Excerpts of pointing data
* * * * * * *
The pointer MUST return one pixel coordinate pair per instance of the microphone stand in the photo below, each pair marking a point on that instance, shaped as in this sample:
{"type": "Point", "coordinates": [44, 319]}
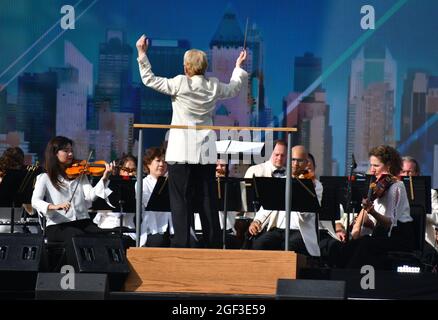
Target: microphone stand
{"type": "Point", "coordinates": [353, 166]}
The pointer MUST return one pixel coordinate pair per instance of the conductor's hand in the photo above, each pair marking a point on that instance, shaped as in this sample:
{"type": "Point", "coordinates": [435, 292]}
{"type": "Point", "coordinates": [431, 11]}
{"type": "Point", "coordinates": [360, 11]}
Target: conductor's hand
{"type": "Point", "coordinates": [142, 46]}
{"type": "Point", "coordinates": [63, 206]}
{"type": "Point", "coordinates": [241, 59]}
{"type": "Point", "coordinates": [254, 227]}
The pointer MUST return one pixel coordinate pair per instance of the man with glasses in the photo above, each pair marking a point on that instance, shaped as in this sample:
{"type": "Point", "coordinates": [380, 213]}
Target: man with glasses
{"type": "Point", "coordinates": [303, 238]}
{"type": "Point", "coordinates": [411, 167]}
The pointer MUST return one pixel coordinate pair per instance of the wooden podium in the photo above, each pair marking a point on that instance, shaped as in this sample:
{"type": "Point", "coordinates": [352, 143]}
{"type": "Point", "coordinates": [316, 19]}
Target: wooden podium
{"type": "Point", "coordinates": [210, 271]}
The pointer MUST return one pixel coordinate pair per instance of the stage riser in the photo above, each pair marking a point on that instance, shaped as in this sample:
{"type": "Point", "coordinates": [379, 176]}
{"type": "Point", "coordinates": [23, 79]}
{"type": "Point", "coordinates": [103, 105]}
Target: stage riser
{"type": "Point", "coordinates": [209, 271]}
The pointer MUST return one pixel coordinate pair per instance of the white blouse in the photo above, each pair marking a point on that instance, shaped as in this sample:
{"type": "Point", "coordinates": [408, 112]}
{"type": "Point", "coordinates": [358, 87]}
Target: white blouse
{"type": "Point", "coordinates": [394, 204]}
{"type": "Point", "coordinates": [45, 193]}
{"type": "Point", "coordinates": [153, 222]}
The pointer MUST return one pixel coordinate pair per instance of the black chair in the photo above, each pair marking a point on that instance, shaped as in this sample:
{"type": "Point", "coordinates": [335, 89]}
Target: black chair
{"type": "Point", "coordinates": [413, 258]}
* * * * * * *
Exercise details: Rename "pointer" to "labeler" throughout the data above, leaving everything else unchanged. Omit the pictures from your answer.

Output of the exercise:
The labeler MUST return one pixel coordinate pair per instance of the microphone stand in the photo below, each pair marking a point on that instance, shaped as in this sample:
{"type": "Point", "coordinates": [44, 319]}
Target: microphone stand
{"type": "Point", "coordinates": [353, 166]}
The labeler MUST return one pixel coordinate pair per instance of the conductor's hand in the photo above, each pair marking a point on that instance, shaped as in this sample:
{"type": "Point", "coordinates": [435, 292]}
{"type": "Point", "coordinates": [431, 11]}
{"type": "Point", "coordinates": [360, 11]}
Target: conductor's hand
{"type": "Point", "coordinates": [142, 46]}
{"type": "Point", "coordinates": [63, 206]}
{"type": "Point", "coordinates": [241, 59]}
{"type": "Point", "coordinates": [254, 227]}
The labeler MUST return one pixel coordinate pair per instance of the man with glasses in the photo above, each pair marking a point on that instance, shaped as in this sample:
{"type": "Point", "coordinates": [380, 213]}
Target: man with glasses
{"type": "Point", "coordinates": [303, 238]}
{"type": "Point", "coordinates": [411, 167]}
The labeler MUST return one pixel coordinate pair per instance of the wooden podium in the photo above, each pair marking a point on that instance, shaped as in this sample:
{"type": "Point", "coordinates": [352, 143]}
{"type": "Point", "coordinates": [316, 19]}
Target: wooden podium
{"type": "Point", "coordinates": [210, 271]}
The labeler MUST return one pixel coordinate pair per instance of the stage riser in the photo above, each pair marking a point on that instance, shaped as in this sample:
{"type": "Point", "coordinates": [379, 176]}
{"type": "Point", "coordinates": [23, 79]}
{"type": "Point", "coordinates": [103, 105]}
Target: stage riser
{"type": "Point", "coordinates": [209, 271]}
The labeler MUST return one pixel coordinate pair per instance of the white blouse in the photo above, each pair marking a point on that instance, shaped as in this sample:
{"type": "Point", "coordinates": [408, 112]}
{"type": "Point", "coordinates": [358, 87]}
Target: white blouse
{"type": "Point", "coordinates": [394, 204]}
{"type": "Point", "coordinates": [45, 193]}
{"type": "Point", "coordinates": [153, 222]}
The labeler MUST return one pixel coordinate pair per instance of the black chair in the photo above, each pair marking a point on that instance, shaped as in this sample:
{"type": "Point", "coordinates": [335, 89]}
Target: black chair
{"type": "Point", "coordinates": [413, 258]}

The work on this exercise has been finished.